EXERCISE BRIEF ->
Would you repeat the whole listing exactly?
[DATA TO PROCESS]
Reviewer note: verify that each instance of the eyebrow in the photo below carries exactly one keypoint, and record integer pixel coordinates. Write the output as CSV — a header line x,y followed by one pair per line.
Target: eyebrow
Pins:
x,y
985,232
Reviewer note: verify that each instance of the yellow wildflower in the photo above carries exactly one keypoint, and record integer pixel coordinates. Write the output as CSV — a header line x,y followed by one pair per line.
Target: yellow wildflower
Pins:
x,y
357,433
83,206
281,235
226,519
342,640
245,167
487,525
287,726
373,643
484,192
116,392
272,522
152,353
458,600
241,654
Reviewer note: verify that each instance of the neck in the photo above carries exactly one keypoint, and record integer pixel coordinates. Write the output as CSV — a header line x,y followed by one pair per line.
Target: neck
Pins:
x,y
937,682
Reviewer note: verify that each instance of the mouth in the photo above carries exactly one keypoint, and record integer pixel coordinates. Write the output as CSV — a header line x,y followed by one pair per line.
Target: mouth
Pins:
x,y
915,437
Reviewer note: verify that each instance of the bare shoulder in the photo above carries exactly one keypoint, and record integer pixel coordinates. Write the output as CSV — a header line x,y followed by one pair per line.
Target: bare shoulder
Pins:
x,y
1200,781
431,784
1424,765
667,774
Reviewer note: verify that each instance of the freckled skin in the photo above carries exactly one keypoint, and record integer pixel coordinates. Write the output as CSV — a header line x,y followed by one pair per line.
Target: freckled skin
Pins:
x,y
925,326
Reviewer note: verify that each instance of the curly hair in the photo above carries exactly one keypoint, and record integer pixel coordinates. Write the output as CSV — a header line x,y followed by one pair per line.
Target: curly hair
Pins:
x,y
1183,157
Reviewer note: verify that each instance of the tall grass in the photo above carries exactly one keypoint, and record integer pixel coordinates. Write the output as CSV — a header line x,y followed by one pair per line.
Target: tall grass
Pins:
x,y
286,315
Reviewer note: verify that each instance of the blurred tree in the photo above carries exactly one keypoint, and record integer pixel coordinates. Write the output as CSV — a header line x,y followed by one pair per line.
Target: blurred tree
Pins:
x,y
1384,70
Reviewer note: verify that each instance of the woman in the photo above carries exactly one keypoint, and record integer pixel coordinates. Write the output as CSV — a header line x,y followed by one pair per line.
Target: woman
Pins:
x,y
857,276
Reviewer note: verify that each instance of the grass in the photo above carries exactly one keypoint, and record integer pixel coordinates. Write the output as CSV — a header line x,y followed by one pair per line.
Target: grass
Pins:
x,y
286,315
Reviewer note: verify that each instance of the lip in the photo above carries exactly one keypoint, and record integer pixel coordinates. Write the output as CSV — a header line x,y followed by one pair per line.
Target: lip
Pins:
[/DATA TO PROCESS]
TASK RESULT ->
Reviewer note: verify that each instance of the eyebrow in the photo below carries exactly one keypoint, and record integer pixel coordinates. Write the output as CSV — a header line x,y followed by one pair per line.
Target: eyebrow
Pins:
x,y
985,232
Reviewer note: verify that each instance of the yellow wildflower in the photo above carries exactly one keypoint, and record integer pixel coordinates. Write the output as CSV — a header line x,y followed by one pair per line.
Target: yellow wildflower
Pins:
x,y
357,433
83,206
281,235
226,519
342,640
245,167
487,525
287,726
373,643
484,192
116,392
272,522
152,353
458,600
241,654
Reviewer note: verify that each instance of the neck in the photo above carries exactly one keypoint, and record integer pixel coordinates. Write the output as CSV — a header line x,y followed by one pair per line.
Target: neck
Pins:
x,y
937,682
Reviewer note: verify that each instance of the mouth in the photo above carries exactly one keypoint, and record integer pixel coordinates. Write the output as CSV — a header line x,y followed by one pair per line.
Target: mouth
Pins:
x,y
915,437
Reviewer note: verify that each instance of the bare shoulder in the photo above carries exactly one keypoint, and record integer pixel coordinates. Write the output as CSV — a header line x,y followed by one pair per line.
Target: bare shoulder
Pins:
x,y
1200,781
431,784
1424,765
667,774
Reviewer note: verify that each instance of the freckled skin in the photo above carries exactly one keypoint, and record integer pixel coordinates. Write the output as CSV — a header line x,y followed by one pair per line.
Target: freckled skin
Pins:
x,y
925,326
Reviewer note: verify that each instance of the curly hair in the photo above carries exactly one keypoint, and record integer pixel coordinates. Write the output as CSV — a header line x,y followed by one pair per line.
Target: curly hair
Pins:
x,y
1183,157
Reviewer note: verify that each instance of the tall grass in the photo above carries exactly one keypoint, and record integer pixel coordinates. Write the output as CSV — a header line x,y followed by one pair per line.
Target: tall grass
Pins:
x,y
286,315
Reviewer note: verify that each instance of the blurred tree in the photo above carries exactly one keypoint, and record integer pixel coordinates. Write the output as CSV — a header line x,y followed by one pair per line.
Target: blurred tree
Pins:
x,y
1384,70
Reviewer note: verify that each instance of the woman in the photo above carries exactly one keypoint, and record integer pixel coordinates. Write the output as CSV — a header line x,y followed by one pair per line.
Target: woman
Pins:
x,y
857,276
Reviewer note: verify that each instance of the grass in the photo above carries exactly one keypoint, and record integer pixel coordinates. Write the output as CSV — a header line x,y followed by one pair per line.
Target: grass
Pins:
x,y
286,315
Reviewer note: verify that each instance of the lip in the photo above carries exactly one keypoint, and record integer pixel coordinates. Write the output as CSV — a header line x,y followed by one pair per line.
Target: lip
Pins:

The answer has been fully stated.